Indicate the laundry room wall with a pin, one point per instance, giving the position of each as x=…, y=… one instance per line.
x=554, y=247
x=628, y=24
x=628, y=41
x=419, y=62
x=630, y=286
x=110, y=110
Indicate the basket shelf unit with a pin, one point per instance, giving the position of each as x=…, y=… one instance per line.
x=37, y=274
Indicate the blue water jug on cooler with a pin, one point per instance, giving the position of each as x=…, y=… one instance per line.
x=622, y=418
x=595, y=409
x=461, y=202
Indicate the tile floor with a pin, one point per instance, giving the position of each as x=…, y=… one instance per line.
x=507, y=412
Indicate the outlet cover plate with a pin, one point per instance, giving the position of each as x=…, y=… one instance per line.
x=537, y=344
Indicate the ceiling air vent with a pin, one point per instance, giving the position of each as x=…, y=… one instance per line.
_ _ _ _
Job - Rewrite all of the rows above, substituting "with a marker" for every occurrence of "with a pin" and keeping everything else unchanged.

Reply -
Indicate the laundry room wall with a marker, one point per instance, giving the position of each as x=…, y=… one instance per line.
x=554, y=247
x=628, y=24
x=628, y=41
x=419, y=62
x=630, y=286
x=110, y=110
Indicate the basket shelf unit with a marker, one point per instance, giving the position of each as x=…, y=… one instance per line.
x=37, y=274
Indicate the blue water jug on cooler with a marker, one point per instance, giving the position of each as x=…, y=… one instance per line.
x=622, y=418
x=595, y=409
x=461, y=202
Indicate the tile floor with a marker, one point per instance, giving the position of each as x=…, y=… one instance per line.
x=507, y=412
Indicate the outlet cover plate with a marker, one point per instance, giving the position of each as x=…, y=… one instance per line.
x=537, y=344
Indicate the ceiling air vent with a marker, one point per instance, giving the position of each as x=…, y=… one instance per line.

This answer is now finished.